# Passage
⟨
Art Everyday!

Outcome: This lesson will provide you with 10 strategies on how to plan inclusive art activities that you can implement in your classroom, program or organization and at home.

Lesson Length : 15 minutes

Whether it is drawing chalk murals, reading poetry, singing, painting, making music, sculpting, or creating nature designs, art is a cornerstone of our preschool program. We do art every day and often multiple times a day.

Art is one of the most common activities that educators can use to engage students. With some planning and flexibility, all types of art activities can be made accessible and inclusive of children of all ages and abilities.

Instructions: 

  1. Read through the 10 strategies. 
  2. Then take some time and look through the process versus product based section. Pay close attention to the reflection portion. 
  3. Take note of the list of artists that the Playgarden preschoolers are taught about and the list of the Playgarden’s favorite art activities and take note of the ones that jump out to you. 
  4. Lastly, take some time and answer the pause and reflect questions. 

Activity Part I

Here are 10 strategies for how to plan for inclusive art experiences.
  1. Before you begin, ask yourself why you want  the children to do this art experience 
      • As the teacher, why am I choosing this activity for the class or the individual? 
      • What might this activity spark with the students? Creativity? Problem-solving? Group Play? 
    • These types of questions can help you become clear on your goal and scaffold the activity for each child to meet that goal. If a child is choosing an art experience for themselves, ask yourself,
      • Why might they be drawn to the materials in that way?
      • How can I meaningfully help this child continue this exploration without getting in the way of their creative process?

2. With inclusion in mind, think through the location, materials and set-up. 

      • Anyone who has worked with preschoolers, knows to expect the unexpected. Plans can change with a simple change in a child’s mood.  However, that does not mean that planning is not useful. In fact, it is the opposite. The more prepared you are, with your set up, materials, and staging, the higher your chances are to engage ALL students in your class in the art experience.
⟩
# Exercise 1
Return the art lesson above in full, reproducing every word and line without change.

# Dataset records
⟨
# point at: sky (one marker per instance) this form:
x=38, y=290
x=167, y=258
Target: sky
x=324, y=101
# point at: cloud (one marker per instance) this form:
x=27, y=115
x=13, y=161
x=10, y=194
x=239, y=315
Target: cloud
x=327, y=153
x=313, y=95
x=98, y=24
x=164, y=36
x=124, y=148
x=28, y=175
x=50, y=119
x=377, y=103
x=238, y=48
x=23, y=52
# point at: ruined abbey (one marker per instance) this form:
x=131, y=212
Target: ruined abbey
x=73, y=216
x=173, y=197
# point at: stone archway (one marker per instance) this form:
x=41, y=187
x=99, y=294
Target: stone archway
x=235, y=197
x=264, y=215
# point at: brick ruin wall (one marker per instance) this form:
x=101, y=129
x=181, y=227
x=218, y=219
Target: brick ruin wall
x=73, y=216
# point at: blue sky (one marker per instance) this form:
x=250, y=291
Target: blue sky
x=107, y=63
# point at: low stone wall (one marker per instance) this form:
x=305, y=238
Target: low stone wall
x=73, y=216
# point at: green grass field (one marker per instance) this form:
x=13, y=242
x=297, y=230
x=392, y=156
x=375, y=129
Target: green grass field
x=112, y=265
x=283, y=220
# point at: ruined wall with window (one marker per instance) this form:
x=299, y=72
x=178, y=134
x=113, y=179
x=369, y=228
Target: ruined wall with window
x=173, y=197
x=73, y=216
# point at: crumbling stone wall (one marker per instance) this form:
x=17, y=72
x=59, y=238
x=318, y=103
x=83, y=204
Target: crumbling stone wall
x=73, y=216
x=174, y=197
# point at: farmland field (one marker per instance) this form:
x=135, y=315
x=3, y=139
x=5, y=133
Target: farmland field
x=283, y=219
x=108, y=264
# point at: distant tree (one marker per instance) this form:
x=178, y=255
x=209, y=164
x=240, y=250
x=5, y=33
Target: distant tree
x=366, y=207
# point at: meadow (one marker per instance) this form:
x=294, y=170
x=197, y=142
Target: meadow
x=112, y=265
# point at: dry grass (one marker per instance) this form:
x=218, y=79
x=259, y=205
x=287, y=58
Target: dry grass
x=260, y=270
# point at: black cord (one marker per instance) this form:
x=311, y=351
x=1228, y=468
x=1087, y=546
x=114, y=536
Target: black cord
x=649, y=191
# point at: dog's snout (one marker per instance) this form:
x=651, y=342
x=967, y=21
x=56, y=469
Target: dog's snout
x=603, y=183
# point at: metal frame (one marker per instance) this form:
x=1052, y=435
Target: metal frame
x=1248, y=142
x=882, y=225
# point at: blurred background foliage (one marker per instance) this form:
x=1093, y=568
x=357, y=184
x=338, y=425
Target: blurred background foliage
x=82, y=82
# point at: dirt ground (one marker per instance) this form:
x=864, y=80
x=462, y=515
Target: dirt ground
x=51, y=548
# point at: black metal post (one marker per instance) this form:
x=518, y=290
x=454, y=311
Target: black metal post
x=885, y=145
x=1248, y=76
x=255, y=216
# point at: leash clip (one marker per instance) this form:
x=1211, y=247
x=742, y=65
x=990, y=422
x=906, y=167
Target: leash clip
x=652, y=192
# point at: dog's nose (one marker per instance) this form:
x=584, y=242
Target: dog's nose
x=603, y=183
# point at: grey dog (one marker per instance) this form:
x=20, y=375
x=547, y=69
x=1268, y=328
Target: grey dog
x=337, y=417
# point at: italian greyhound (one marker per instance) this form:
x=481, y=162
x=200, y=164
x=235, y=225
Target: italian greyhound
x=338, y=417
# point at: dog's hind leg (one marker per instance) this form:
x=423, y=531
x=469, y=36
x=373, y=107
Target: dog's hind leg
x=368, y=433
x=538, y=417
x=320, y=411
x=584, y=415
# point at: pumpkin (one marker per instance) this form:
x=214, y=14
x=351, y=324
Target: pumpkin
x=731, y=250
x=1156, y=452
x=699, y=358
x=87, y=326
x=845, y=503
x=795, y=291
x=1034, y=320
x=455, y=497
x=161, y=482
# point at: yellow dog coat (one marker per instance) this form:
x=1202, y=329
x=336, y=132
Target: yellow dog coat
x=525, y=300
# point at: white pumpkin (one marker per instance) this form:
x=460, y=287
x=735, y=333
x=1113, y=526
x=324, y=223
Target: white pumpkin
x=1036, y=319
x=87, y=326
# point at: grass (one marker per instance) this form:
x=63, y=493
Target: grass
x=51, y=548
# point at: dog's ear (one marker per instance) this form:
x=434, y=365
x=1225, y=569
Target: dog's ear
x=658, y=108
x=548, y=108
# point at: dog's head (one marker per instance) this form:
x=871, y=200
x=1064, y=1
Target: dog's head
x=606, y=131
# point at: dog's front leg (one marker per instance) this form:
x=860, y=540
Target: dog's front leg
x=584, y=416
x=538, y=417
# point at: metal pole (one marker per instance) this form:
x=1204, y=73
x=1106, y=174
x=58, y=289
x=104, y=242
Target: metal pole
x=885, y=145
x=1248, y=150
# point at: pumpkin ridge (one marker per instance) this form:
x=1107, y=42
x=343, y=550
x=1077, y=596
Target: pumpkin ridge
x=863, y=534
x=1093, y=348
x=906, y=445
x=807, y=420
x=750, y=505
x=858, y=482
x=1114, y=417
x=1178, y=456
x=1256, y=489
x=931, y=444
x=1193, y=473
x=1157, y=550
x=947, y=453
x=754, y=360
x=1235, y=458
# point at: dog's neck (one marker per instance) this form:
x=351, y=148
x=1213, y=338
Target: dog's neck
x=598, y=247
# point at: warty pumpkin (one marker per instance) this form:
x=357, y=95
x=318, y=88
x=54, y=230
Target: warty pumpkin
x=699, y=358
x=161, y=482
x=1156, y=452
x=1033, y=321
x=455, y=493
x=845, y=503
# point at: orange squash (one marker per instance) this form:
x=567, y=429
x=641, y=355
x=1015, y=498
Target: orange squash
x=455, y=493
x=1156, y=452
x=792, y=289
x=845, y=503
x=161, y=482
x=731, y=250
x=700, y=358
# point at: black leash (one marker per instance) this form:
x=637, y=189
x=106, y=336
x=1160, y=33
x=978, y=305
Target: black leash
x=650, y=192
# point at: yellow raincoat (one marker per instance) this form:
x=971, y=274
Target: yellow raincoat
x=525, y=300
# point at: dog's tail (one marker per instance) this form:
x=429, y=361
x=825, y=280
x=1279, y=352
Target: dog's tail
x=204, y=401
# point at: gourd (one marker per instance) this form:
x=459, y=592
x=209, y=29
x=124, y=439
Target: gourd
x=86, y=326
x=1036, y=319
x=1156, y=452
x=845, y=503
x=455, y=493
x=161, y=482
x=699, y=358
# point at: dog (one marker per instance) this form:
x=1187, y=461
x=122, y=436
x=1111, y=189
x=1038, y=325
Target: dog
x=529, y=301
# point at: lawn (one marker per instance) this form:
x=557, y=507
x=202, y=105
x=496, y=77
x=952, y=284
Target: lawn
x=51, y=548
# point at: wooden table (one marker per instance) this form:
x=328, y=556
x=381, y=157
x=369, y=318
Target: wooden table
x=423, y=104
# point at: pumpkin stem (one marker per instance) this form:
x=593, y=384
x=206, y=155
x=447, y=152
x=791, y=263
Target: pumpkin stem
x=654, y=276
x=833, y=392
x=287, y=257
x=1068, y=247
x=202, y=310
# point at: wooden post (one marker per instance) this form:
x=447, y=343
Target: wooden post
⟩
# Exercise 2
Give the number of lines in the records that contain the string "clip", treating uppercase and lowercase letters as distinct, and state only that number.

# Reply 1
Art Everyday!

Outcome: This lesson will provide you with 10 strategies on how to plan inclusive art activities that you can implement in your classroom, program or organization and at home.

Lesson Length : 15 minutes

Whether it is drawing chalk murals, reading poetry, singing, painting, making music, sculpting, or creating nature designs, art is a cornerstone of our preschool program. We do art every day and often multiple times a day.

Art is one of the most common activities that educators can use to engage students. With some planning and flexibility, all types of art activities can be made accessible and inclusive of children of all ages and abilities.

Instructions: 

  1. Read through the 10 strategies. 
  2. Then take some time and look through the process versus product based section. Pay close attention to the reflection portion. 
  3. Take note of the list of artists that the Playgarden preschoolers are taught about and the list of the Playgarden’s favorite art activities and take note of the ones that jump out to you. 
  4. Lastly, take some time and answer the pause and reflect questions. 

Activity Part I

Here are 10 strategies for how to plan for inclusive art experiences.
  1. Before you begin, ask yourself why you want  the children to do this art experience 
      • As the teacher, why am I choosing this activity for the class or the individual? 
      • What might this activity spark with the students? Creativity? Problem-solving? Group Play? 
    • These types of questions can help you become clear on your goal and scaffold the activity for each child to meet that goal. If a child is choosing an art experience for themselves, ask yourself,
      • Why might they be drawn to the materials in that way?
      • How can I meaningfully help this child continue this exploration without getting in the way of their creative process?

2. With inclusion in mind, think through the location, materials and set-up. 

      • Anyone who has worked with preschoolers, knows to expect the unexpected. Plans can change with a simple change in a child’s mood.  However, that does not mean that planning is not useful. In fact, it is the opposite. The more prepared you are, with your set up, materials, and staging, the higher your chances are to engage ALL students in your class in the art experience.

# Reply 2
2